### [Task instructions]
Below is a listing; write it out exactly and drop any images from it.
▶
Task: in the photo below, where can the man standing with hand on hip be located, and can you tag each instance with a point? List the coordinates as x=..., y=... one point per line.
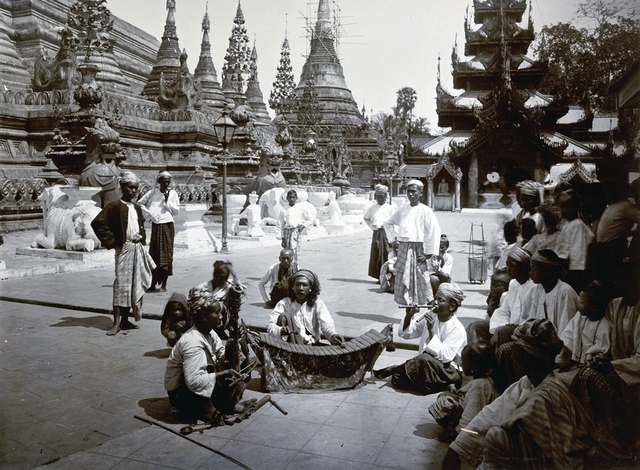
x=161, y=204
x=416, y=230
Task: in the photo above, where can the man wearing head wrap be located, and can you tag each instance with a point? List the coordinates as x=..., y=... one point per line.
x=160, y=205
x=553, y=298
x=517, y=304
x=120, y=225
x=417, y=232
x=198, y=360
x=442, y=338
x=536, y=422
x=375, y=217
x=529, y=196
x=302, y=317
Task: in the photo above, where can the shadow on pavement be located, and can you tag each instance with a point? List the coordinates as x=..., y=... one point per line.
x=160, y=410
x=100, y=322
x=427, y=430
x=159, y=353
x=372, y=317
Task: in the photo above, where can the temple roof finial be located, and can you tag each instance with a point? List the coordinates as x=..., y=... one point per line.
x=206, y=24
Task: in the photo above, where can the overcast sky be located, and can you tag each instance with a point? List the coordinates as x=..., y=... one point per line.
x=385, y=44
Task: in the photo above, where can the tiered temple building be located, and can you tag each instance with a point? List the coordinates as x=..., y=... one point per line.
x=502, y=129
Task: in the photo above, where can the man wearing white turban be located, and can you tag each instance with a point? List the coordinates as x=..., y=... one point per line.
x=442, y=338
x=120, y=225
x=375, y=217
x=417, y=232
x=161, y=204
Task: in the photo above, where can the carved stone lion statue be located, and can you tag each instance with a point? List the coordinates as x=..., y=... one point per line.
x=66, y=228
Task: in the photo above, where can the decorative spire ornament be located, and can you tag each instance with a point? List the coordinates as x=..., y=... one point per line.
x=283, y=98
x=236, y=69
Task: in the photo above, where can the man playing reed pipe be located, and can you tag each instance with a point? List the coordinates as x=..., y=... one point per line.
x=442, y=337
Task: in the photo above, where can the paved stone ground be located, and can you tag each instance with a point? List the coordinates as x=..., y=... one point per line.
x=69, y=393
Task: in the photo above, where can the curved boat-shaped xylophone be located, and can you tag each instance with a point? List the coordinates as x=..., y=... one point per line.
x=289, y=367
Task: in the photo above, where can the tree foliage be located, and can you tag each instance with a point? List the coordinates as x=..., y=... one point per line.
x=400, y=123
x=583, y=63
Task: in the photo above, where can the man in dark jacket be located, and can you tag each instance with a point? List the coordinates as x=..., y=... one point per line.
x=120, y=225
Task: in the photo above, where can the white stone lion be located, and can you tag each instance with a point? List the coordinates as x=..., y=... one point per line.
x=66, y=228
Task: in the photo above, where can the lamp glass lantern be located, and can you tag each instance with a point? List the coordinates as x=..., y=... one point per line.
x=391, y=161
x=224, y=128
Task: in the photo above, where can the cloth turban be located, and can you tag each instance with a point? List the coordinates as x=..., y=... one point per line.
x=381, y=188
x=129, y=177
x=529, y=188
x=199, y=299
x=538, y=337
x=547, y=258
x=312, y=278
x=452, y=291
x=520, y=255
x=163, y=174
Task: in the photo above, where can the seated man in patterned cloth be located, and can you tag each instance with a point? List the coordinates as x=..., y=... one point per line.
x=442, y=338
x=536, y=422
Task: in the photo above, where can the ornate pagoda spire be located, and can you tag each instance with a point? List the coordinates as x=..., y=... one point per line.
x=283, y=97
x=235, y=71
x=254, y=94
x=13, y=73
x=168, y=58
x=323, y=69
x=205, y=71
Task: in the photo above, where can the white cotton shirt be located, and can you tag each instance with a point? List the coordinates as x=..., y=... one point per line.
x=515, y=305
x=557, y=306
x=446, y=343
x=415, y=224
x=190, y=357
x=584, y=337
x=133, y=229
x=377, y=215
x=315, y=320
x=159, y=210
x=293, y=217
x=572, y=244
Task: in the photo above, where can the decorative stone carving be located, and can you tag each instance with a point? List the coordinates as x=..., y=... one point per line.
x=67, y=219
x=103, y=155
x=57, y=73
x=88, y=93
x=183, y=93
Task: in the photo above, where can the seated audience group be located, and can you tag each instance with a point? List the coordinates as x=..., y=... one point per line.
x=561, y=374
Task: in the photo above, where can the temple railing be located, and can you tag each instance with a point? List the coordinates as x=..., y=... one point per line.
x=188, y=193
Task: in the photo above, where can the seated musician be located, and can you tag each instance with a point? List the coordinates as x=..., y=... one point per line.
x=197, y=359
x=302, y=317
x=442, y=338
◀
### [Written response]
Task: in the photo below, where can the man standing with hand on hip be located, and can you tag each instance with a point? List the coordinates as x=..., y=... one point per line.
x=161, y=204
x=416, y=230
Task: in the photo above, where can the man wearing head wrap be located, and can you tag each instance with a point? List the coordinates as x=..., y=... one point per line.
x=160, y=205
x=553, y=298
x=517, y=304
x=120, y=225
x=417, y=232
x=198, y=360
x=442, y=338
x=536, y=422
x=375, y=217
x=529, y=196
x=302, y=317
Task: in the photo above, where can the shadow on pavement be located, and can you tag each instance with a point? List the coordinates as x=..., y=... one point per line.
x=160, y=410
x=100, y=322
x=427, y=430
x=159, y=353
x=372, y=317
Task: in the photo above, where can the temple roof finial be located, and can you tag each instance with a point? List the coordinates as x=..., y=... one point per line.
x=206, y=24
Task: in the photo above, where can the overcast sky be located, and can you tag each instance with a point? List the coordinates as x=..., y=... one point per line.
x=385, y=44
Task: in the photo above, where can the tiered temple building be located, and can you tag each instance with a point? List the coordinates as x=..., y=... one point per line.
x=502, y=129
Task: in the photo above, where can the man wearing white turban be located, and can you tag each instance with a point? List the coordinates as x=..., y=... one point per line.
x=442, y=338
x=120, y=225
x=375, y=217
x=417, y=232
x=161, y=204
Task: in the photo above, where can the carved stone lion statue be located, and can you tag each instance with a point? List the coordinates as x=..., y=... one point per line.
x=66, y=228
Task: in the photo above, where can the decorative spire ornament be located, and can you tag each instance with a point? List the coordinates as x=..., y=... one point per line.
x=283, y=98
x=236, y=69
Task: in the photo above, where can the man playing reed pipe be located, and can you tag each instance with a point? List the coordinates as x=..., y=... one point per line.
x=442, y=337
Task: in the photo above, where can the paved stone ground be located, and can you tag each instance with a point? List the coordinates as x=..., y=... one point per line.
x=69, y=393
Task: in the photo above, where can the curved boat-shaped xylophone be located, and can you tag each instance with a point? List the coordinates as x=..., y=... one point per line.
x=289, y=367
Task: in the photo above, where can the tree foliage be located, and can you tag each instance with a point? List the coordinates as x=..., y=... one point per line.
x=400, y=123
x=583, y=63
Task: in the photo above, where can the man in dark jacket be located, and can you tag each instance with a point? List the coordinates as x=..., y=... one point per line.
x=120, y=225
Task: in the photo above, where can the white stone lion be located, and can you tag each instance with a point? List the coordinates as x=..., y=... one point per line.
x=66, y=228
Task: in the photo above, where can the lamp glass lantern be located, and can you tag each instance with a point? List the coordinates as x=..., y=... one point per line.
x=391, y=161
x=224, y=128
Task: in the photo above, where can the cloth turban be located, and can you tag each instance with a point? List the coordinates as x=..., y=... one point per line.
x=381, y=188
x=129, y=177
x=529, y=188
x=199, y=299
x=538, y=337
x=547, y=258
x=312, y=278
x=452, y=291
x=520, y=255
x=163, y=174
Task: in the photo above, where can the seated man in patterned cloth be located, and can you tag each instance with a point? List the coordinates as x=..., y=... one point per line.
x=442, y=338
x=536, y=422
Task: in the photo above, where can the ornate pagoda spire be located, and can you tag each instance with a point? List the coordinates as x=..., y=... one point per line.
x=283, y=97
x=235, y=71
x=254, y=94
x=13, y=73
x=168, y=58
x=323, y=69
x=205, y=71
Task: in the photo above, where can the white cotton shirt be located, and can you tag each instance with a point? List the coordinates as x=..., y=... one point per line.
x=515, y=305
x=557, y=306
x=446, y=343
x=415, y=224
x=190, y=357
x=584, y=337
x=133, y=229
x=377, y=215
x=315, y=320
x=159, y=210
x=293, y=217
x=572, y=244
Task: in the photo above, where can the decorative stone carving be located, and can you tag each instance with a point? List the coordinates as x=..., y=... one point per line.
x=67, y=219
x=103, y=155
x=57, y=73
x=88, y=93
x=183, y=93
Task: in the photo above, where can the seated audience group be located, and can you tag each instance with a point? List the coordinates as x=..., y=... one point per line.
x=561, y=374
Task: in the photo above, where can the temple railing be located, and can you tag each instance with a point? List the coordinates as x=..., y=... one point per line.
x=188, y=193
Task: in the photo above, where can the seated musician be located, and can you tag each instance with a point? List the coordinates as x=..., y=... one point per line.
x=197, y=359
x=302, y=317
x=442, y=338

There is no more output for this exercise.